▶ _SUPPLIED PASSAGE_:
Re: PR analyzer/94362 Partial Fix

2021-03-02 Thread brian.sobulefsky via Gcc-patches
Wow! I wasn't expecting that to work. Obviously we know that  there is currently
no handler for binop_svalue in the constraints so I would have to watch it run 
with
state merging disabled to see how it is managing the unroll. The fact that 
merging
breaks it is indicative of what we are saying though, that the constraint and
merge model is currently insufficient.

Hash algorithms may provide a counterexample for legitimate use of overflow. 
Anyway,
I would prefer tracking the split too, but it is a big change. One way is state
split, like you say, but that is a pretty invasive change to the way the graph 
works.
The other way is to handle "or constraints" as I have said. This is an invasive
change to the constraint model, but arguably the concept of "or" cannot be 
ignored
forever.

Thinking about it, I guess currently the concept of "and" is handled by the
constraints (all constraints in a model exist as a big "and") and the concept of
"or" is handled by the graph. This could be acceptable but we cannot split the
graph arbitrarily, so there is currently no way to handle even a basic

if (i == 1 || i == 10)

what should be a very simple conditional. Handling a hash algorithm, like
you say, is good to keep in mind, because we don't want an explosion of
possibilities. If done right, the analyzer should understand for hashing that
anything + anything => anything, and we see no explosion of state.

By "raise an exception" I did mean issue an analyzer warning, yes. Perhaps the
simple answer is to just track the svalue as a possible overflow in the state
machine and report the warning for certain uses, like the alloc family, as you
said. Regardless, proper overflow handling renders my naive binop handler 
unusable,
because all it does is fold the condition and recur. There is basically no logic
to it, and once you reenter eval_condition it is not possible to know how you 
got
there.

[Dataset entries]
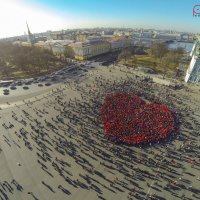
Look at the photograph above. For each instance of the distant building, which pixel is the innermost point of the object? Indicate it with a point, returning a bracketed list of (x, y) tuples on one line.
[(118, 43), (193, 72), (30, 36), (169, 36), (85, 50)]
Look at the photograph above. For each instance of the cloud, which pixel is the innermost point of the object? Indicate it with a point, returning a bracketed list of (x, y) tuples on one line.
[(15, 13)]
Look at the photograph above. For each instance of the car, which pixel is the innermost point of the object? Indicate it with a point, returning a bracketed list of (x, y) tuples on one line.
[(25, 87), (47, 84)]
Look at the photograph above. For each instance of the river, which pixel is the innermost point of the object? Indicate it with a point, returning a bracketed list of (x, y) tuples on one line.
[(186, 46)]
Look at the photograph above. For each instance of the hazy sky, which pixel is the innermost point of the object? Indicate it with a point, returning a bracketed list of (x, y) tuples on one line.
[(45, 15)]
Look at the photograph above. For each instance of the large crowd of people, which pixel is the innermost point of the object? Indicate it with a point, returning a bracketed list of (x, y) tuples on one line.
[(63, 135), (127, 118)]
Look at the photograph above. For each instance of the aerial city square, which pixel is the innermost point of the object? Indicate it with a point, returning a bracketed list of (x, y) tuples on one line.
[(99, 100)]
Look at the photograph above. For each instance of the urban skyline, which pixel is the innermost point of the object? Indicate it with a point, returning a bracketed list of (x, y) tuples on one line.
[(46, 15)]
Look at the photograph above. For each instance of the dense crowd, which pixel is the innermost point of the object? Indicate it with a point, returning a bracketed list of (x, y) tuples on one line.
[(127, 118)]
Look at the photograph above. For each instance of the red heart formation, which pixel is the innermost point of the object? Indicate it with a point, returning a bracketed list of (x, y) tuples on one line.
[(129, 119)]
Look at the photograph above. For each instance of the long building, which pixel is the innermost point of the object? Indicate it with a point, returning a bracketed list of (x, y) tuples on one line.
[(193, 71)]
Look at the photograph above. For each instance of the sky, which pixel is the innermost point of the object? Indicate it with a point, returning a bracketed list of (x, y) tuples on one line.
[(43, 15)]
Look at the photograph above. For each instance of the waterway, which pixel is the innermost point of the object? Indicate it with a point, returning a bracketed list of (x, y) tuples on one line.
[(186, 46)]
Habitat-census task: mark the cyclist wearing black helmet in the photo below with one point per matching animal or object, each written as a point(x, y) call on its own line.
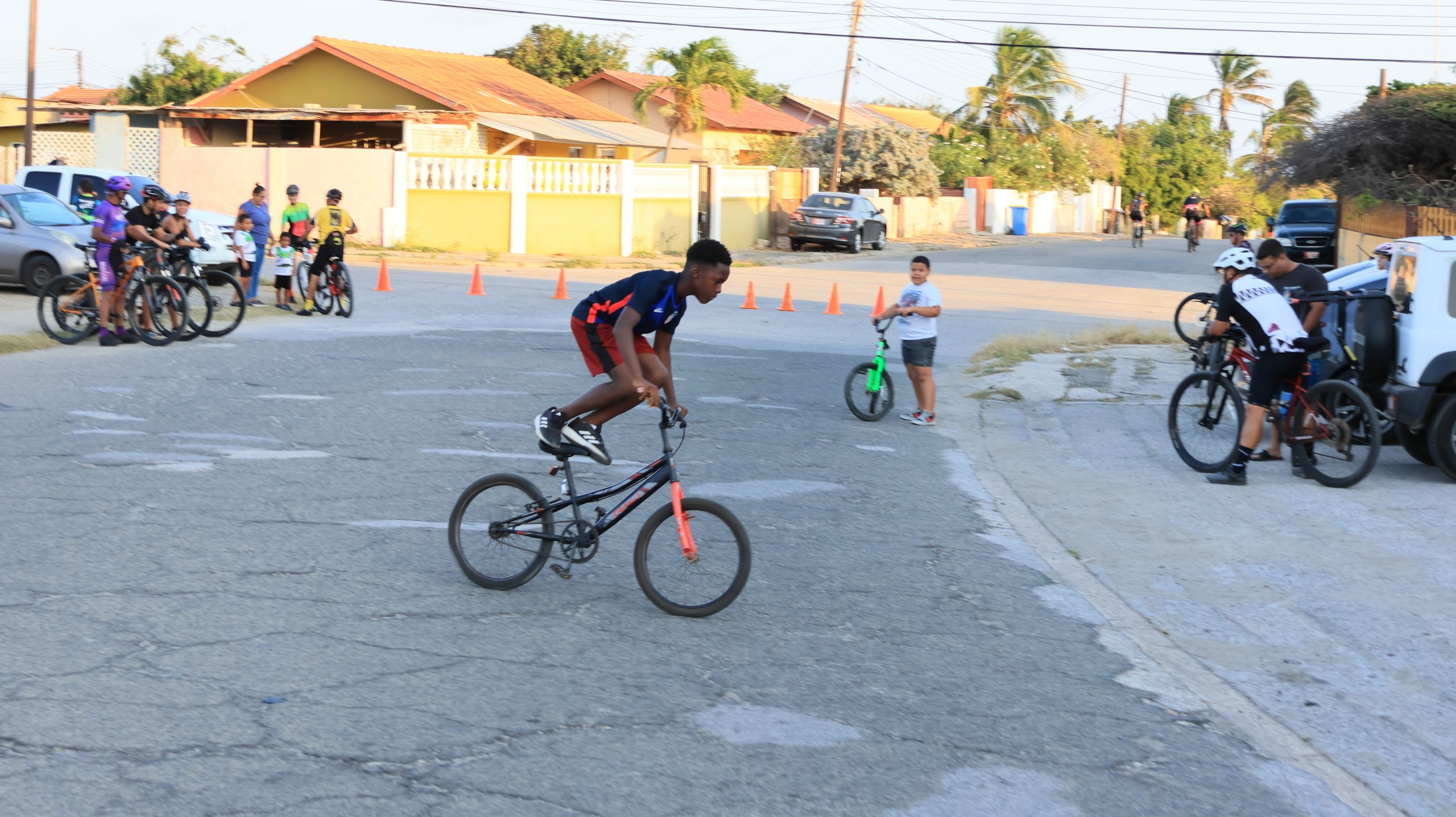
point(332, 223)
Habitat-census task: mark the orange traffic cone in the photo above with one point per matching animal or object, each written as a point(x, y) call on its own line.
point(749, 302)
point(788, 300)
point(833, 300)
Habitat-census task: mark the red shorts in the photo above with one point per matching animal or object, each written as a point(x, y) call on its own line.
point(599, 345)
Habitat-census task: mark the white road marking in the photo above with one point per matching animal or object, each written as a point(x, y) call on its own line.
point(760, 488)
point(747, 724)
point(108, 415)
point(453, 392)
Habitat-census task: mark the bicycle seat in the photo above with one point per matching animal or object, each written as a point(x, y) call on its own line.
point(564, 451)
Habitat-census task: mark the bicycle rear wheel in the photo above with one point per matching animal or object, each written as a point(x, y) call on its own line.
point(1193, 316)
point(1335, 417)
point(693, 587)
point(229, 305)
point(156, 311)
point(68, 309)
point(488, 551)
point(344, 292)
point(862, 402)
point(1205, 420)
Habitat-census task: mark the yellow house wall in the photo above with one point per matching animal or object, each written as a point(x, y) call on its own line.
point(661, 225)
point(322, 79)
point(744, 220)
point(573, 225)
point(459, 220)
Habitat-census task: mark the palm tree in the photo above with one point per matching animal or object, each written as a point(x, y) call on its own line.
point(1027, 76)
point(1239, 76)
point(696, 68)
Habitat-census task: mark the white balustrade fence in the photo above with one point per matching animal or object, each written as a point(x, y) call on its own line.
point(459, 174)
point(574, 175)
point(663, 183)
point(746, 183)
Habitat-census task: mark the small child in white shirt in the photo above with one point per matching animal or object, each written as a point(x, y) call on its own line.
point(283, 270)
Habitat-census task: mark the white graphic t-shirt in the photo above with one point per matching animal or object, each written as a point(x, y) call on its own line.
point(918, 327)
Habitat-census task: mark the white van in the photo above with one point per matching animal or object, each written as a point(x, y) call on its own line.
point(63, 183)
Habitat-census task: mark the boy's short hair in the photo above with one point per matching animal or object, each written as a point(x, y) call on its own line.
point(1270, 248)
point(711, 253)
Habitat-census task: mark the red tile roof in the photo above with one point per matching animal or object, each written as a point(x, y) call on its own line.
point(459, 82)
point(752, 115)
point(79, 95)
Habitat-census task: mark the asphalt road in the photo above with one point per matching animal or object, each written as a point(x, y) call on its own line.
point(225, 589)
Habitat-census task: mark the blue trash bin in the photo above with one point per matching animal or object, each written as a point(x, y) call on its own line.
point(1018, 220)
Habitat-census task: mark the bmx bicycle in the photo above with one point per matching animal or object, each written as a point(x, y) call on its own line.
point(868, 389)
point(503, 531)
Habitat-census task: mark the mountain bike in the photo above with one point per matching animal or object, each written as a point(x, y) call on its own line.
point(868, 389)
point(155, 306)
point(503, 531)
point(1322, 424)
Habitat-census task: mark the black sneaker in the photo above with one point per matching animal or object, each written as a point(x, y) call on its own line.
point(589, 438)
point(549, 426)
point(1229, 477)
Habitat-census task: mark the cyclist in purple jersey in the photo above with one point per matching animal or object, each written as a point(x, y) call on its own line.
point(110, 232)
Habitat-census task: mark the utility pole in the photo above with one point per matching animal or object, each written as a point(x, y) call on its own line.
point(81, 66)
point(30, 89)
point(843, 95)
point(1117, 170)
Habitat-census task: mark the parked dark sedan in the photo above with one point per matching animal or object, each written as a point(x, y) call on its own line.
point(839, 219)
point(1306, 228)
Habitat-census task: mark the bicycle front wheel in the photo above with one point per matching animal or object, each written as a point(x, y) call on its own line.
point(229, 305)
point(68, 309)
point(156, 311)
point(344, 292)
point(701, 586)
point(862, 402)
point(487, 526)
point(1330, 433)
point(1193, 316)
point(1205, 420)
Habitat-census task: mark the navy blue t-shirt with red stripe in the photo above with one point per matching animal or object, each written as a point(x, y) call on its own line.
point(651, 293)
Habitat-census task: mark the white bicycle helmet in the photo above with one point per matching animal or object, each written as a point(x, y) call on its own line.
point(1238, 258)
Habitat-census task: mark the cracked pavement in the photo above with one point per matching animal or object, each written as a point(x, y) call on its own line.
point(210, 636)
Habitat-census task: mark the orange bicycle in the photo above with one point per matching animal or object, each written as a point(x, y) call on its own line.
point(71, 306)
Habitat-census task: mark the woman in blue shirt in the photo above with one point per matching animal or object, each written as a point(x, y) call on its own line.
point(257, 209)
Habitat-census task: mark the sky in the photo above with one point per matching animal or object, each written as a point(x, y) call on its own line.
point(813, 66)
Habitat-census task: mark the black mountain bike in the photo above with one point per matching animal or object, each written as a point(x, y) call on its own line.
point(503, 531)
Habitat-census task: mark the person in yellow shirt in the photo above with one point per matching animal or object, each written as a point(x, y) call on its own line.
point(332, 223)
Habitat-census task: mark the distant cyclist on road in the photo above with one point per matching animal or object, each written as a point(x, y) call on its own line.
point(609, 327)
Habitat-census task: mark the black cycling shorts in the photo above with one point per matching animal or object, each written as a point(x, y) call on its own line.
point(1270, 372)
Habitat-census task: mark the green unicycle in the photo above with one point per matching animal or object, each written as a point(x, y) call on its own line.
point(868, 389)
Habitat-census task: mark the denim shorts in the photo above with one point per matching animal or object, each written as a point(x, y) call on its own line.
point(919, 352)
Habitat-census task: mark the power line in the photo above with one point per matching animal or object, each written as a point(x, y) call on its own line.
point(715, 27)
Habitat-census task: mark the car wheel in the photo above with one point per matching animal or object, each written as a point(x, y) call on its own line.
point(1442, 438)
point(38, 273)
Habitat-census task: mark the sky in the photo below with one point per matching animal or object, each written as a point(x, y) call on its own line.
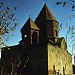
point(26, 8)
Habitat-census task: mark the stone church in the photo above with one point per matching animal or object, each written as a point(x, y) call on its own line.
point(41, 51)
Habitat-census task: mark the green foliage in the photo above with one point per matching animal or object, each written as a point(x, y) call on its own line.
point(7, 21)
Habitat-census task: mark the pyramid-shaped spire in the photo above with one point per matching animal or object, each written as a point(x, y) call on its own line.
point(29, 25)
point(46, 14)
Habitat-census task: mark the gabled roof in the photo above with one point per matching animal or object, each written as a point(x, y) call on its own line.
point(29, 24)
point(46, 13)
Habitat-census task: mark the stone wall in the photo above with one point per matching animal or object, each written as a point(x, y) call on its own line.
point(59, 59)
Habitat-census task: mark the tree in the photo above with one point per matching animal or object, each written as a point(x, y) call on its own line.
point(8, 22)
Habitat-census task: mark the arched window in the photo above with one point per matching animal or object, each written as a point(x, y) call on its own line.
point(56, 34)
point(34, 38)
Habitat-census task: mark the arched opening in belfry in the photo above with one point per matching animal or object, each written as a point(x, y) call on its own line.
point(34, 38)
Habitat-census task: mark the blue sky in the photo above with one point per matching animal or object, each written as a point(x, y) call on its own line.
point(32, 8)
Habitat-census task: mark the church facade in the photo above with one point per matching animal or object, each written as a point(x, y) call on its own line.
point(41, 51)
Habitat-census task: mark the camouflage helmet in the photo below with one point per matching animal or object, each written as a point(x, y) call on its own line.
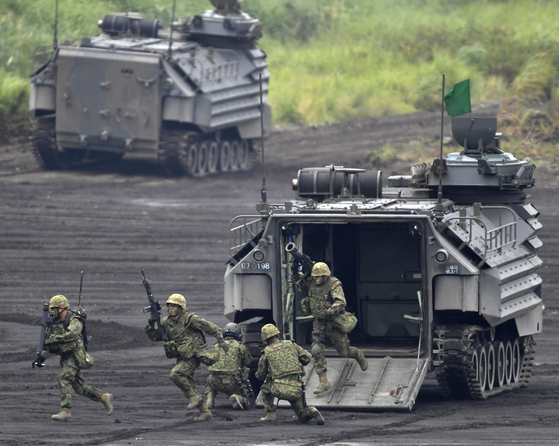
point(233, 330)
point(268, 331)
point(320, 269)
point(59, 301)
point(177, 299)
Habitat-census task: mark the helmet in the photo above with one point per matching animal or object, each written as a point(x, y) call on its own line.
point(232, 329)
point(59, 301)
point(177, 299)
point(268, 331)
point(320, 269)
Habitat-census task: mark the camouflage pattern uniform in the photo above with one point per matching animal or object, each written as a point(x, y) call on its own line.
point(188, 344)
point(230, 370)
point(281, 367)
point(324, 303)
point(68, 343)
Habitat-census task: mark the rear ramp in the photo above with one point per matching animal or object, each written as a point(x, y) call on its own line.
point(389, 384)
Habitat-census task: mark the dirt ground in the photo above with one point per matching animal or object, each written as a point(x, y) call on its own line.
point(112, 220)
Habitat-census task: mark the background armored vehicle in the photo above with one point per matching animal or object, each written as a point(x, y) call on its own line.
point(444, 284)
point(188, 96)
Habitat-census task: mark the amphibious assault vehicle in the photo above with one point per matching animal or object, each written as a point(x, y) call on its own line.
point(191, 97)
point(439, 268)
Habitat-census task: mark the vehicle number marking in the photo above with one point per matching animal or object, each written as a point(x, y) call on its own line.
point(254, 265)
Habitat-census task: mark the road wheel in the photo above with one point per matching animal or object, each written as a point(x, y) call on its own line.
point(500, 364)
point(224, 156)
point(213, 157)
point(234, 156)
point(491, 366)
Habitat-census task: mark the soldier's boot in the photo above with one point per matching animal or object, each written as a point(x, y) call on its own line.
point(317, 416)
point(107, 400)
point(237, 402)
point(205, 414)
point(194, 399)
point(210, 399)
point(270, 417)
point(361, 360)
point(323, 385)
point(64, 415)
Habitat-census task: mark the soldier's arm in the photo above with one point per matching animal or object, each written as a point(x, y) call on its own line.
point(262, 371)
point(304, 356)
point(246, 357)
point(338, 297)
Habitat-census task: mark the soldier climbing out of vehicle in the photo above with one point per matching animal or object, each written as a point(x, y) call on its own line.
point(281, 366)
point(229, 374)
point(66, 336)
point(326, 302)
point(186, 342)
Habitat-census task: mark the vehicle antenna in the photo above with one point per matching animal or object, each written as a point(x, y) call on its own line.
point(439, 212)
point(80, 295)
point(170, 51)
point(55, 38)
point(263, 193)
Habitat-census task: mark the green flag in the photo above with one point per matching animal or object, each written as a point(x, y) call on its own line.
point(457, 100)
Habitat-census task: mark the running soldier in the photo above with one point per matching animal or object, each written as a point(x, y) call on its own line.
point(326, 302)
point(66, 337)
point(187, 343)
point(281, 366)
point(227, 374)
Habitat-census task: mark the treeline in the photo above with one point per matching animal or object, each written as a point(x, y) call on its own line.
point(334, 60)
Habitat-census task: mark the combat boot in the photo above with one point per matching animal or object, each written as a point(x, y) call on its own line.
point(107, 400)
point(205, 414)
point(194, 398)
point(210, 399)
point(324, 385)
point(317, 416)
point(64, 415)
point(361, 360)
point(237, 402)
point(270, 417)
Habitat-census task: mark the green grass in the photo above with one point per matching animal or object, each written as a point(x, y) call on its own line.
point(336, 60)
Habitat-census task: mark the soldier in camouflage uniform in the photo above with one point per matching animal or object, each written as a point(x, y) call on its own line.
point(281, 366)
point(326, 301)
point(227, 374)
point(65, 337)
point(187, 343)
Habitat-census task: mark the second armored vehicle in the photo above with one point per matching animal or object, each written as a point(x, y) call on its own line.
point(443, 285)
point(188, 97)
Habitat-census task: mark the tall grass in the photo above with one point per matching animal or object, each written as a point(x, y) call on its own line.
point(342, 59)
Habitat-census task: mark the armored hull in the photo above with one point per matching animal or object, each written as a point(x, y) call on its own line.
point(447, 285)
point(187, 97)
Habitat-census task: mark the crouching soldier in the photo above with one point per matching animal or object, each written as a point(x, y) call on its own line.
point(66, 337)
point(281, 367)
point(227, 374)
point(186, 342)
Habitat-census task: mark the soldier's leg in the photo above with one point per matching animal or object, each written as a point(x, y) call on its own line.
point(268, 401)
point(340, 341)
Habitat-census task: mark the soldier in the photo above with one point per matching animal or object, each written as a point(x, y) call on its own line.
point(187, 343)
point(281, 367)
point(326, 302)
point(227, 374)
point(65, 337)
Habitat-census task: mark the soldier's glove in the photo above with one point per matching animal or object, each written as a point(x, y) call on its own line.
point(221, 342)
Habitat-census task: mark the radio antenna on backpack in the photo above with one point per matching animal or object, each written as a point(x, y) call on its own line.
point(170, 50)
point(55, 38)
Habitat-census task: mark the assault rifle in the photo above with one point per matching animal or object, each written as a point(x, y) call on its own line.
point(154, 308)
point(301, 259)
point(39, 361)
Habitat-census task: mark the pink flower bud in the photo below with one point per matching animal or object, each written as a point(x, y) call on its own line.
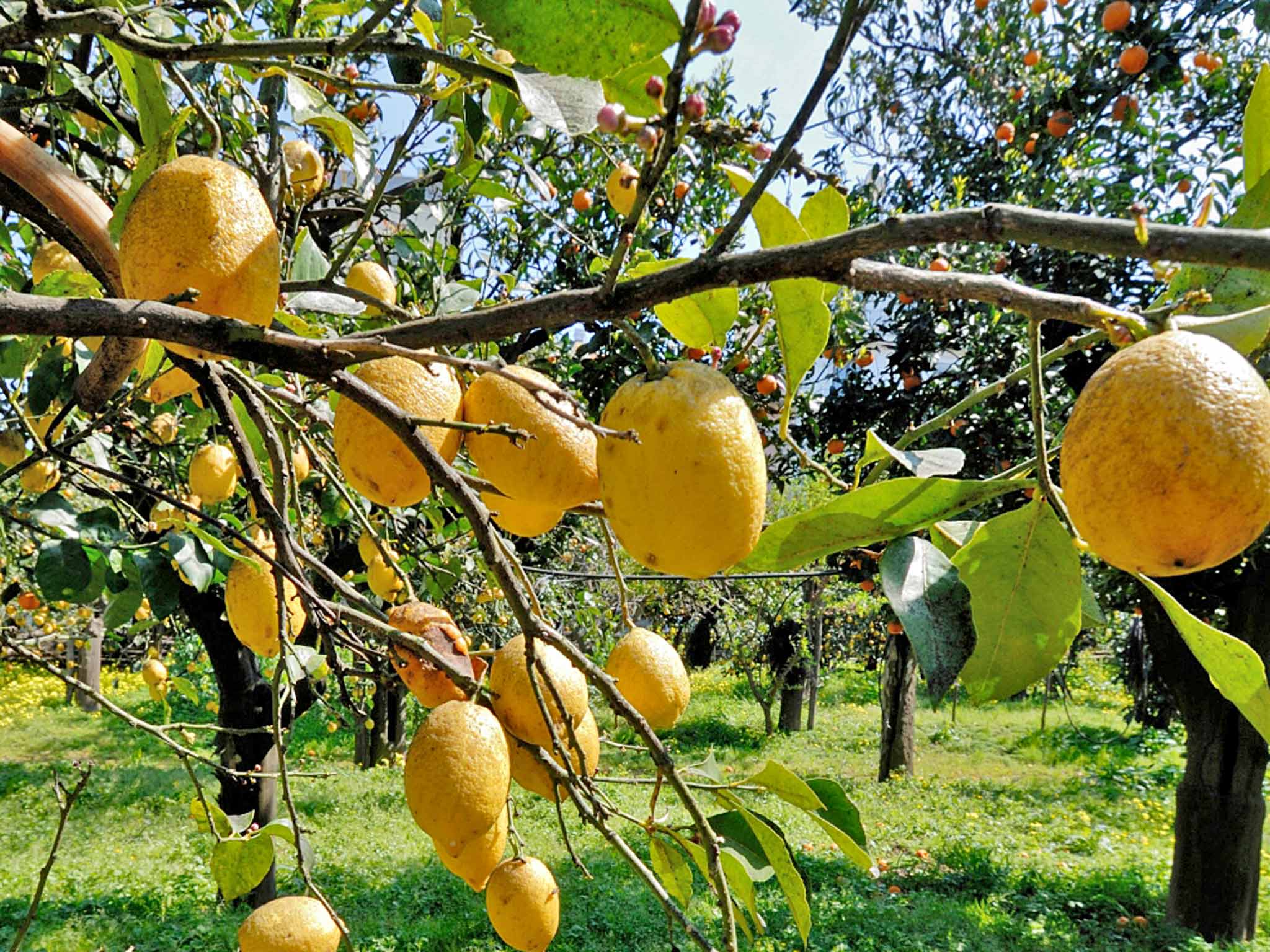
point(694, 107)
point(706, 14)
point(611, 117)
point(719, 40)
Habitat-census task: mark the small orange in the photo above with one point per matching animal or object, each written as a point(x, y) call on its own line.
point(1117, 15)
point(1134, 60)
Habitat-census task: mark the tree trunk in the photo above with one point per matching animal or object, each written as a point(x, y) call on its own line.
point(898, 696)
point(1217, 832)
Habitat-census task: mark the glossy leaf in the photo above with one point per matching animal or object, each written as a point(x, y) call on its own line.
point(877, 513)
point(1024, 576)
point(923, 588)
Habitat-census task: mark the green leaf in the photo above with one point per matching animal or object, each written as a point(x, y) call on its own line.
point(923, 588)
point(1256, 131)
point(1024, 576)
point(628, 86)
point(877, 513)
point(788, 786)
point(698, 320)
point(921, 462)
point(1233, 667)
point(563, 103)
point(672, 870)
point(580, 37)
point(241, 865)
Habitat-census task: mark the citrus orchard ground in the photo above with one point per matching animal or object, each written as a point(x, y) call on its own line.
point(1009, 840)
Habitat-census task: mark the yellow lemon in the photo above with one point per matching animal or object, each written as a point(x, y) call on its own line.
point(534, 776)
point(306, 170)
point(690, 496)
point(556, 467)
point(374, 280)
point(252, 606)
point(1166, 460)
point(374, 461)
point(515, 701)
point(202, 224)
point(651, 676)
point(527, 519)
point(458, 775)
point(213, 472)
point(290, 924)
point(523, 904)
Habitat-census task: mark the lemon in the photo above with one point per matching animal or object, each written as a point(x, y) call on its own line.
point(534, 776)
point(52, 257)
point(621, 187)
point(527, 519)
point(13, 447)
point(515, 701)
point(651, 676)
point(690, 496)
point(202, 224)
point(481, 856)
point(153, 672)
point(556, 467)
point(384, 579)
point(162, 430)
point(374, 280)
point(375, 462)
point(213, 472)
point(290, 924)
point(171, 385)
point(458, 775)
point(1166, 460)
point(306, 172)
point(432, 687)
point(40, 477)
point(523, 904)
point(252, 606)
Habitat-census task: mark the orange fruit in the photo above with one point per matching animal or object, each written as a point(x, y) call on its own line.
point(1134, 60)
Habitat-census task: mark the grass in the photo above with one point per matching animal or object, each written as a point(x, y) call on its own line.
point(1008, 838)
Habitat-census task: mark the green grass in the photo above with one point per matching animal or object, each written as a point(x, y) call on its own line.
point(1006, 838)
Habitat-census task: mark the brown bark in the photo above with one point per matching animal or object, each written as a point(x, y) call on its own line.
point(1217, 832)
point(898, 696)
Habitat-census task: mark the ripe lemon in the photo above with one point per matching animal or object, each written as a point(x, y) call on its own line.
point(690, 496)
point(375, 462)
point(527, 519)
point(52, 257)
point(384, 579)
point(523, 904)
point(13, 447)
point(458, 775)
point(171, 385)
point(213, 472)
point(481, 856)
point(202, 224)
point(534, 776)
point(1166, 461)
point(557, 467)
point(374, 280)
point(432, 687)
point(621, 187)
point(290, 924)
point(306, 172)
point(40, 477)
point(515, 702)
point(252, 606)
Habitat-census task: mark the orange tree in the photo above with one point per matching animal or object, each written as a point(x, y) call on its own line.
point(356, 375)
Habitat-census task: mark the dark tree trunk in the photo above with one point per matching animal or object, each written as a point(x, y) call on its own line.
point(898, 696)
point(1217, 832)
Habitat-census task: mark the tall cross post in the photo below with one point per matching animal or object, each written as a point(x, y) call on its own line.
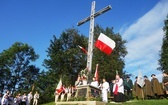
point(91, 31)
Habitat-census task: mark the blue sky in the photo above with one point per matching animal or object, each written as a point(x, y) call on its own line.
point(140, 22)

▶ _WORK INSTRUCTIONS_:
A. Decide whether each statement agrees with the mailing-list message. Answer yes or no for each, and quote the words of the message that settle it.
(i) The message says a handler for binop_svalue currently exists in the constraints.
(ii) The message calls state split a minor change to how the graph works.
(iii) By "raise an exception," the writer meant issuing an analyzer warning.
B. Use the mailing-list message to answer these questions.
(i) What conditional does the writer give as an example that currently cannot be handled?
(ii) What should the analyzer understand about hashing, if things are done right?
(iii) According to the writer, what is all that the naive binop handler does?
C. Carry on writing the mailing-list message from the point where it ends.

▶ _EXPECTED OUTPUTS_:
A.
(i) No: "there is currently no handler for binop_svalue in the constraints"
(ii) No: "that is a pretty invasive change to the way the graph works"
(iii) Yes: "I did mean issue an analyzer warning"

B.
(i) if (i == 1 || i == 10)
(ii) anything + anything => anything
(iii) It folds the condition and recurs.

C.
Re: PR analyzer/94362 Partial Fix

2021-03-02 Thread brian.sobulefsky via Gcc-patches
I have been kicking these sorts of ideas around ever since I came to understand 
that
the second "UNKNOWN" in the for loop that originally started this was due to 
the state
merge as we loop. For now, and I don't mean this disrespectfully because it is 
very
hard to get right, the whole issue of merging has basically been punted, given 
some
of the simple examples we found that will merge as an unknown svalue. As you 
think
about this issue, "scope creep" becomes a concern quickly. It  quickly turns 
into
a halting problem of sorts, you have to decide how much of you want the 
analyzer to
be able to "understand" a program. For example, any human can follow this:

sum = 0;
for (idx = 1; idx <= 10; idx++) sum += idx;
__analyzer_eval (sum == 55);

but from an analyzer perspective it opens up all sorts of questions and
becomes a bit of a PhD thesis as to where you draw the line. The biggest concern
with the analyzer seems to be vulnerabilities, so I doubt it is useful to get 
the
analyzer to produce the correct answer for the above code, although it might be
interesting to do so from an academic perspective.

The example you provided gives a concrete reason that overflow should not be a
complete "punt" and I like it. In the interest of fighting scope creep and 
keeping
things manageable, I would question whether you want to actually track the 
overflow /
no overflow cases separately or just raise any possible overflow as an error 
immediately.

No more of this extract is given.